▶ **WRITTEN EXERCISE**
Render all of the data below as a numbered list without the blank lines, and leave out the pictures.

>>>

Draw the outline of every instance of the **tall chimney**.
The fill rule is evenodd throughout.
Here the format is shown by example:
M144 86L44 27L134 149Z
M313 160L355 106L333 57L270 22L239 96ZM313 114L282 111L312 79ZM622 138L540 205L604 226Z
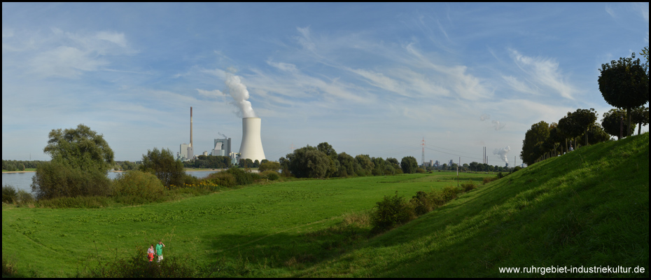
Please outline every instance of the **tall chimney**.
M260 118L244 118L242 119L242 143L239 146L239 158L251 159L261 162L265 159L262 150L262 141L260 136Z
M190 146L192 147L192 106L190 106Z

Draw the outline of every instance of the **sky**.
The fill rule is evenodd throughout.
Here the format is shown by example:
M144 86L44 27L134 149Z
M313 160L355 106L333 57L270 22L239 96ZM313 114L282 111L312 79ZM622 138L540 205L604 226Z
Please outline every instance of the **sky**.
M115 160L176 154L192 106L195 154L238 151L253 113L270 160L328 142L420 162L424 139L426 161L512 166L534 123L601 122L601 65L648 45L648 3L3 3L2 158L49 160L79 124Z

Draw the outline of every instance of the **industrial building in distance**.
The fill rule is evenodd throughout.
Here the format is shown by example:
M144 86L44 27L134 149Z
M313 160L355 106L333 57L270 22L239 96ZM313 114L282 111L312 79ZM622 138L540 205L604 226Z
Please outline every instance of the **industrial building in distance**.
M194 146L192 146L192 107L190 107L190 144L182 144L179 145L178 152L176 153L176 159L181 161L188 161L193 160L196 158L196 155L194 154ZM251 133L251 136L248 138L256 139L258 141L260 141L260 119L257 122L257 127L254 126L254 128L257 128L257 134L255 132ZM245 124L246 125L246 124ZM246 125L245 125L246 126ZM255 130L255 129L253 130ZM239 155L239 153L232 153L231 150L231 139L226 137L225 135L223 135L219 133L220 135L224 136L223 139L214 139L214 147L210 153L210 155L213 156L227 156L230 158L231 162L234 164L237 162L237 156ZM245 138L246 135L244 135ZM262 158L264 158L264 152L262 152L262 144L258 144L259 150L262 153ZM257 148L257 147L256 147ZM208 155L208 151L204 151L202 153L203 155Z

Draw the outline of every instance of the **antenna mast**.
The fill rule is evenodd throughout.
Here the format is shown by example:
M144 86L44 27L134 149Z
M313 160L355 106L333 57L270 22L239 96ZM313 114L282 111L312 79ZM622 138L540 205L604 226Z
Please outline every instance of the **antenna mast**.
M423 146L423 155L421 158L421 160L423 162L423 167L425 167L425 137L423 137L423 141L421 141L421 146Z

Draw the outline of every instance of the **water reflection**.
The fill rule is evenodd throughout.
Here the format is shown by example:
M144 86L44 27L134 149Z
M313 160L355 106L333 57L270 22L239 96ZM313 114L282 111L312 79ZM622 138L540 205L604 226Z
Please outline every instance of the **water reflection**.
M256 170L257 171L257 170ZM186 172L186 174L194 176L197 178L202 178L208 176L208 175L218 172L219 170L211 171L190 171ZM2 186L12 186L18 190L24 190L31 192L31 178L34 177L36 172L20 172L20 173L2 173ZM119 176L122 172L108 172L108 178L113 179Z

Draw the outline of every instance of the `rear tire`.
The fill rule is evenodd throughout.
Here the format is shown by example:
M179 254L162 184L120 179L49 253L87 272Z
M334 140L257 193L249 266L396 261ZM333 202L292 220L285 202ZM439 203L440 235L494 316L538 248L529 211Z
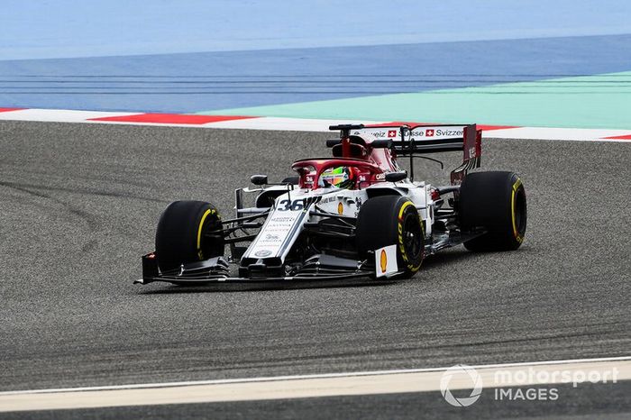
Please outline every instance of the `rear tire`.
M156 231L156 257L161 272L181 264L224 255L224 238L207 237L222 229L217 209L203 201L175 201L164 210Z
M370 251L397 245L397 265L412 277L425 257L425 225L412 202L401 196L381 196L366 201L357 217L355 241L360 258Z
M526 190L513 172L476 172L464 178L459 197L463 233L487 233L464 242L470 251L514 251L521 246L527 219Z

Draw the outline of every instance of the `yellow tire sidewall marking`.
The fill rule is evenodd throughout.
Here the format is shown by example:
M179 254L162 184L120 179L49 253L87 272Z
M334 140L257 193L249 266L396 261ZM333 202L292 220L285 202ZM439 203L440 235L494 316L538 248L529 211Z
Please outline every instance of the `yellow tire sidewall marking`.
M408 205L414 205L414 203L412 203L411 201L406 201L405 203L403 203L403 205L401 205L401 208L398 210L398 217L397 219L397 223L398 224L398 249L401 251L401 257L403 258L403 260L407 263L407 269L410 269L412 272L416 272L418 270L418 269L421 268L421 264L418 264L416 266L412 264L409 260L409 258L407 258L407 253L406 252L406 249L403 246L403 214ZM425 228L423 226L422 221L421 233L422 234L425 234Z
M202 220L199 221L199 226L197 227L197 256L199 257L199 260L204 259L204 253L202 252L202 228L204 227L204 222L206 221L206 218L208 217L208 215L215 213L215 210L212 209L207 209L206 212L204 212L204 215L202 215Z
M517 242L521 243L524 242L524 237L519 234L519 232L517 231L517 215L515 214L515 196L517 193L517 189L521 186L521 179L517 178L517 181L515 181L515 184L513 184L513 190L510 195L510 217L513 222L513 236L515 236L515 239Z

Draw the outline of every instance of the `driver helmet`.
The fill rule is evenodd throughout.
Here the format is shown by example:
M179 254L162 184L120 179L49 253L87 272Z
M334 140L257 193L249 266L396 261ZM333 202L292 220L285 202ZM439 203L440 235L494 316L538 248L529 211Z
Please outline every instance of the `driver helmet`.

<<<

▶ **COMPLETED TASK**
1. Draw the outline of every instance of the **tall chimney**.
2. The fill rule is evenodd throughout.
3. Here the format is shown by example:
4. M144 86L44 27L134 149Z
5. M313 160L355 106L333 57L270 22L239 96ZM313 114L282 111L312 79ZM622 138L540 205L604 226Z
6. Please outline every instance of the **tall chimney**.
7. M260 118L244 118L242 119L242 143L239 146L239 158L251 159L261 162L265 159L262 150L262 141L260 136Z
8. M190 146L192 147L192 106L190 106Z
9. Draw the outline of every instance of the **sky**.
10. The fill rule is evenodd throughout.
11. Here the format is shown by example:
12. M144 86L44 27L134 149Z
13. M313 160L355 106L333 57L270 22L239 96ZM313 114L282 111L312 79ZM622 138L540 205L604 226Z
14. Please outline every instance of the **sky**.
15. M115 160L176 154L192 106L195 154L238 151L253 113L270 160L328 142L420 162L424 139L426 161L512 166L534 123L601 122L601 65L648 45L648 3L3 3L2 158L49 160L79 124Z
16. Draw the outline of every instance of the **industrial building in distance**.
17. The fill rule is evenodd throughout.
18. Here the format is shown by example:
19. M144 86L44 27L134 149Z
20. M313 160L355 106L333 57L270 22L239 96ZM313 114L282 111L312 79ZM622 138L540 205L604 226Z
21. Please outline every instance of the **industrial building in distance**.
22. M194 146L192 146L192 107L190 107L190 144L182 144L179 145L178 152L176 153L176 159L181 161L188 161L193 160L196 158L196 155L194 154ZM251 133L251 136L248 138L256 139L258 141L260 141L260 119L257 122L257 127L254 126L254 128L257 128L257 134L255 132ZM245 124L246 125L246 124ZM246 125L245 125L246 126ZM255 130L255 129L253 130ZM239 155L239 153L232 153L231 150L231 139L226 137L225 135L223 135L219 133L220 135L224 136L223 139L214 139L214 147L210 153L210 155L213 156L227 156L230 158L231 162L234 164L237 162L237 156ZM245 138L246 135L244 135ZM262 158L264 158L264 152L262 152L262 144L258 144L259 150L262 153ZM257 148L257 147L256 147ZM208 155L208 151L204 151L202 153L203 155Z
23. Draw the outline of every instance of the **antenna mast**.
24. The fill rule is evenodd throughout.
25. Here the format is shown by example:
26. M144 86L44 27L134 149Z
27. M313 160L355 106L333 57L270 22L239 96ZM313 114L282 111L312 79ZM622 138L540 205L604 226Z
28. Please outline every instance of the **antenna mast**.
29. M423 146L423 155L421 158L421 160L423 162L423 167L425 167L425 137L423 137L423 141L421 141L421 146Z
30. Draw the outline of every instance of the **water reflection**.
31. The fill rule is evenodd throughout.
32. Here the format is shown by example:
33. M144 86L44 27L134 149Z
34. M313 160L355 106L333 57L270 22L239 96ZM313 114L282 111L312 79ZM622 138L540 205L604 226Z
35. Please outline every instance of the **water reflection**.
36. M256 170L257 171L257 170ZM186 172L186 174L194 176L197 178L202 178L208 176L208 175L218 172L219 170L211 171L190 171ZM2 186L12 186L18 190L24 190L31 192L31 178L34 177L36 172L20 172L20 173L2 173ZM119 176L122 172L108 172L108 178L113 179Z
37. Draw the outline of every instance of the `rear tire`.
38. The fill rule is evenodd throughout.
39. Here the format is shown by example:
40. M179 254L162 184L120 179L49 253L87 272Z
41. M334 140L257 193L249 266L396 261ZM333 202L292 220L285 202ZM439 203L440 235L494 316L538 248L529 211Z
42. Please outline every instance of the `rear tire`.
43. M156 231L156 257L161 272L181 264L224 255L224 238L207 237L222 229L217 209L203 201L175 201L164 210Z
44. M370 251L397 245L397 265L412 277L425 257L425 225L412 202L401 196L381 196L366 201L357 217L355 241L360 258Z
45. M526 190L513 172L476 172L464 178L459 197L463 233L487 233L464 242L470 251L514 251L521 246L527 219Z
46. Draw the outline of every instance of the `yellow tire sidewall marking`.
47. The fill rule is evenodd throughout.
48. Here the format is shown by example:
49. M179 254L162 184L120 179L49 253L87 272Z
50. M334 140L257 193L249 266L396 261ZM333 202L292 220L285 202ZM439 203L440 235L494 316L538 248L529 211Z
51. Please outline every instance of the `yellow tire sidewall marking`.
52. M408 205L414 205L414 203L412 203L411 201L406 201L405 203L403 203L403 205L401 205L401 208L398 210L398 217L397 219L397 223L398 224L398 249L401 251L401 257L403 258L403 260L407 263L407 269L410 269L412 272L416 272L418 270L418 269L421 268L421 264L418 264L416 266L412 264L409 260L409 258L407 258L407 253L406 252L406 249L403 246L403 214ZM425 228L423 226L422 221L421 233L422 234L425 234Z
53. M202 220L199 221L199 226L197 227L197 256L199 257L199 260L204 259L204 253L202 252L202 228L204 227L204 222L206 221L206 218L208 217L208 215L215 213L215 210L212 209L207 209L206 212L204 212L204 215L202 215Z
54. M517 242L521 243L524 242L524 237L519 234L519 232L517 231L517 215L515 214L515 196L517 193L517 189L521 186L521 179L517 178L517 181L515 181L515 184L513 184L513 190L510 195L510 217L513 222L513 236L515 236L515 239Z
55. Draw the outline of every instance of the `driver helmet`.
56. The fill rule is evenodd throughout.
57. Here the format is shown by example:
58. M179 254L162 184L120 179L49 253L87 272Z
59. M334 140L257 193L249 266L396 261ZM333 202L292 220L285 202ZM439 203L440 235L494 316L538 248L529 211Z
60. Please outline every instance of the `driver helmet`.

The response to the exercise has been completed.